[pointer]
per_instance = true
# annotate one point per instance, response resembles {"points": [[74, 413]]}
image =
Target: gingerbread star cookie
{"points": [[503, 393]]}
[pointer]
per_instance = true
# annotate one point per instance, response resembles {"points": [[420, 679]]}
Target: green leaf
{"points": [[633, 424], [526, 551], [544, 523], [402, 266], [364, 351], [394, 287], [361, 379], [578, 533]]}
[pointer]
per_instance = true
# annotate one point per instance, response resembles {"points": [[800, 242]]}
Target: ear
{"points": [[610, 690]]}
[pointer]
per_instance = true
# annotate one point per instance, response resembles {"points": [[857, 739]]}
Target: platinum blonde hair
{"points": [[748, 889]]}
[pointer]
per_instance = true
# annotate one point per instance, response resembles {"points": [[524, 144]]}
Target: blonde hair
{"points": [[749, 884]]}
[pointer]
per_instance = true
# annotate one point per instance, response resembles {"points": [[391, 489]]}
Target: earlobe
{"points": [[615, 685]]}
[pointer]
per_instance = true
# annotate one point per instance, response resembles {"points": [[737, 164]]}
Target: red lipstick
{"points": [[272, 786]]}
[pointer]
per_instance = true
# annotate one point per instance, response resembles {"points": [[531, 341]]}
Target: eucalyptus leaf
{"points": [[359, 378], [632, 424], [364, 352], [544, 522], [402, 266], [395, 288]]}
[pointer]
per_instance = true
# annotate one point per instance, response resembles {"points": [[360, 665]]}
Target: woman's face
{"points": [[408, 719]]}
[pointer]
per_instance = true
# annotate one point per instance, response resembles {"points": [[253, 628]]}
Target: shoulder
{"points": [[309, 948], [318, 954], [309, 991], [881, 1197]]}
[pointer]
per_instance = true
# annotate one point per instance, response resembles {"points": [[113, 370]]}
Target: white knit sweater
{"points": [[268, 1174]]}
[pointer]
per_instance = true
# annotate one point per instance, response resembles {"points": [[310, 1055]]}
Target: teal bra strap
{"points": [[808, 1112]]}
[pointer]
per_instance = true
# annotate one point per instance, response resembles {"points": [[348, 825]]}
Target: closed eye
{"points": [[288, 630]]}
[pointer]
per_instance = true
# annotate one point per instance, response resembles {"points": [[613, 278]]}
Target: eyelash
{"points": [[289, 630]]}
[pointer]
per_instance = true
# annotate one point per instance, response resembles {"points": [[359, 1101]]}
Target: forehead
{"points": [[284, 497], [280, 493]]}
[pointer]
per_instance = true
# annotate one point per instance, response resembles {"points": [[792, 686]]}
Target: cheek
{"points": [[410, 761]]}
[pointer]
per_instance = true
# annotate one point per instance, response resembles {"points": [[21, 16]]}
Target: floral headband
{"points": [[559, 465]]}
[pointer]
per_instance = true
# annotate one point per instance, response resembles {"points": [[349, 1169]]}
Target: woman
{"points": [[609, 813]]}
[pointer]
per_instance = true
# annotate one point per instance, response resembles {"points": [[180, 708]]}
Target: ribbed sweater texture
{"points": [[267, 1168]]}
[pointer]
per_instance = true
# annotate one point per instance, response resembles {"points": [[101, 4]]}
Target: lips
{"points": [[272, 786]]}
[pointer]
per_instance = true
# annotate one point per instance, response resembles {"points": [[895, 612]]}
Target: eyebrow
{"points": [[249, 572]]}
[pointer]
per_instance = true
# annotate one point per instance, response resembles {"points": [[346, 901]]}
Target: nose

·····

# Work to be completed:
Each of the lines above should be printed again precisely as it reads.

# Expected output:
[pointer]
per_instance = true
# annotate one point per instance, response resembles {"points": [[74, 413]]}
image =
Target: gingerbread star cookie
{"points": [[503, 393]]}
[pointer]
per_instance = true
# annotate one point per instance, response resembles {"points": [[420, 679]]}
Target: green leaf
{"points": [[633, 424], [526, 551], [544, 523], [402, 266], [364, 351], [394, 287], [361, 379], [578, 533]]}
[pointer]
per_instance = true
# annotate one point per instance, response resembles {"points": [[800, 242]]}
Target: ear
{"points": [[610, 690]]}
[pointer]
per_instance = true
# annotate one point per instance, response resembles {"points": [[857, 739]]}
Target: platinum blonde hair
{"points": [[748, 889]]}
[pointer]
per_instance = true
# annotate one point per instance, response resembles {"points": [[524, 144]]}
Target: blonde hair
{"points": [[749, 884]]}
[pointer]
per_instance = true
# annotate one point per instance, response resembles {"points": [[391, 489]]}
Target: earlobe
{"points": [[615, 685]]}
[pointer]
per_instance = true
# annotate one point per instance, response resembles {"points": [[737, 164]]}
Target: red lipstick
{"points": [[272, 786]]}
[pointer]
per_instance = true
# annotate one point per instance, response resembles {"points": [[531, 341]]}
Target: eucalyptus leaf
{"points": [[359, 378], [632, 424], [364, 352], [544, 522], [402, 266], [395, 288]]}
[pointer]
per_instance = true
# annotate one point per instance, response resembles {"points": [[360, 665]]}
Target: woman's face
{"points": [[408, 719]]}
[pointer]
per_instance = true
# annotate one point per instance, response resembles {"points": [[253, 628]]}
Target: shoulder
{"points": [[309, 948], [318, 954], [309, 991], [881, 1197]]}
[pointer]
per_instance = true
# annotate one point per instance, response resembles {"points": [[113, 370]]}
Target: white knit sweater
{"points": [[268, 1174]]}
[pointer]
per_instance = true
# annotate one point per instance, response resembles {"points": [[310, 1055]]}
Target: teal bra strap
{"points": [[808, 1112]]}
[pointer]
per_instance = true
# annotate one point per instance, response resembles {"points": [[348, 825]]}
Target: closed eye
{"points": [[288, 630]]}
[pointer]
per_instance = true
# annotate one point per instance, response resembles {"points": [[613, 278]]}
Target: eyelash
{"points": [[289, 630]]}
[pointer]
per_instance = true
# annotate one point per instance, response resembles {"points": [[359, 1101]]}
Target: forehead
{"points": [[284, 497], [280, 493]]}
[pointer]
per_instance = true
# annotate one point per instance, response resembles {"points": [[792, 686]]}
Target: cheek
{"points": [[410, 761]]}
[pointer]
per_instance = true
# annotate one point per instance, response resembles {"points": [[21, 16]]}
Target: floral headband
{"points": [[559, 465]]}
[pointer]
per_instance = true
# annotate one point per instance, response resembles {"points": [[349, 1169]]}
Target: woman
{"points": [[609, 813]]}
[pointer]
per_instance = true
# annotate one point per instance, response resembles {"points": [[180, 708]]}
Target: ribbed sweater texture
{"points": [[267, 1168]]}
[pointer]
per_instance = true
# annotate one point per instance, response resembles {"points": [[101, 4]]}
Target: lips
{"points": [[272, 786]]}
[pointer]
per_instance = true
# annotate one point per instance, response resembles {"points": [[895, 612]]}
Target: eyebrow
{"points": [[249, 572]]}
[pointer]
per_instance = true
# annotate one point per instance, response resembles {"points": [[346, 901]]}
Target: nose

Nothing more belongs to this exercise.